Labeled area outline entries

##########

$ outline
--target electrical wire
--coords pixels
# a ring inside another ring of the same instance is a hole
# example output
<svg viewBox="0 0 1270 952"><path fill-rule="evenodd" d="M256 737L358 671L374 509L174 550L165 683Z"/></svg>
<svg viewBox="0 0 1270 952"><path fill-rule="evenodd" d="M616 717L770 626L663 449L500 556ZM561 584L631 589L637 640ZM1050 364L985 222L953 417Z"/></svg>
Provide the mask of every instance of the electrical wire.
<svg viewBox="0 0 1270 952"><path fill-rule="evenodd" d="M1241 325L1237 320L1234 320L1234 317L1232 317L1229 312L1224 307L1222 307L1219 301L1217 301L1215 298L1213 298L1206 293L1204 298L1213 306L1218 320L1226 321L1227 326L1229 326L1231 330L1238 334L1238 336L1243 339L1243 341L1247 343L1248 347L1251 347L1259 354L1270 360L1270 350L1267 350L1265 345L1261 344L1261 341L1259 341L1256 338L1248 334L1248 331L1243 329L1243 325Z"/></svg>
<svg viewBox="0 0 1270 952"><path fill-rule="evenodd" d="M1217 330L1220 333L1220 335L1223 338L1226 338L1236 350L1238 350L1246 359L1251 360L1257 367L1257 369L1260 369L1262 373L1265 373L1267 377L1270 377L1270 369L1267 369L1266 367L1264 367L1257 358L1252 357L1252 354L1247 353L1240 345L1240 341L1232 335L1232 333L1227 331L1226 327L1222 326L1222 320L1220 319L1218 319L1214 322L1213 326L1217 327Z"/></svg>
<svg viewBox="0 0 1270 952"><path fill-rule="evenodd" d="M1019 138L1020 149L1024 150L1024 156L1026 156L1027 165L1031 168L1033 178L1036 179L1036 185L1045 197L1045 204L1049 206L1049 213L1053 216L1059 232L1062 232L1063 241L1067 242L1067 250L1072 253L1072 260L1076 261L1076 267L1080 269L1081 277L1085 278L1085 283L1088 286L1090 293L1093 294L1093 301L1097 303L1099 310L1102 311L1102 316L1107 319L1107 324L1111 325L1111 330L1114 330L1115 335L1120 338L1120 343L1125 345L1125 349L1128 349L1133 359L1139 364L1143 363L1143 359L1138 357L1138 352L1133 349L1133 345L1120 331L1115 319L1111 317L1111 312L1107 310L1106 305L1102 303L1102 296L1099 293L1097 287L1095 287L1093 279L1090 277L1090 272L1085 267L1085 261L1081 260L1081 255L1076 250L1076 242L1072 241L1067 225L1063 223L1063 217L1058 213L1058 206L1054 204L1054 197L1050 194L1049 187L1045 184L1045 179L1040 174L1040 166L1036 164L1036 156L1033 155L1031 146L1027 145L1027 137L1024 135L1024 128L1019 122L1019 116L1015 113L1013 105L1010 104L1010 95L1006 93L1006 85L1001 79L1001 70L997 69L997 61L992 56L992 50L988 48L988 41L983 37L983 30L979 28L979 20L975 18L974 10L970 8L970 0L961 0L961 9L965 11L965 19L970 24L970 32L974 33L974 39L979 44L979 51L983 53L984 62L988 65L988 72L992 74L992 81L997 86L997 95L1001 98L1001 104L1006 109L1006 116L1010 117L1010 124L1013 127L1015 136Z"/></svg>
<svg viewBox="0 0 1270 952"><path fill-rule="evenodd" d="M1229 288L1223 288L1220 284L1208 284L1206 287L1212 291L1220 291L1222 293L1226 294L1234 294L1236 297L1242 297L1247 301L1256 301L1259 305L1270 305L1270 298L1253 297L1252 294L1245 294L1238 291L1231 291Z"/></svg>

##########

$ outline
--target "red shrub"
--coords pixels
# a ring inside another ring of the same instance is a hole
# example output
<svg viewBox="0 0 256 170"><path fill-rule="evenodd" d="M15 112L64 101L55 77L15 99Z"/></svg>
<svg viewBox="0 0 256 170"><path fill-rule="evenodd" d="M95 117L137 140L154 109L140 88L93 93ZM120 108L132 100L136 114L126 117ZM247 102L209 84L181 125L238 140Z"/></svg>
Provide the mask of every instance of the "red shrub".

##########

* Exercise description: Copy each line of the records above that contains the string "wire", matching uppercase and lowercase letters exactly.

* The completed task:
--target electrical wire
Provide the mask of every instance of the electrical wire.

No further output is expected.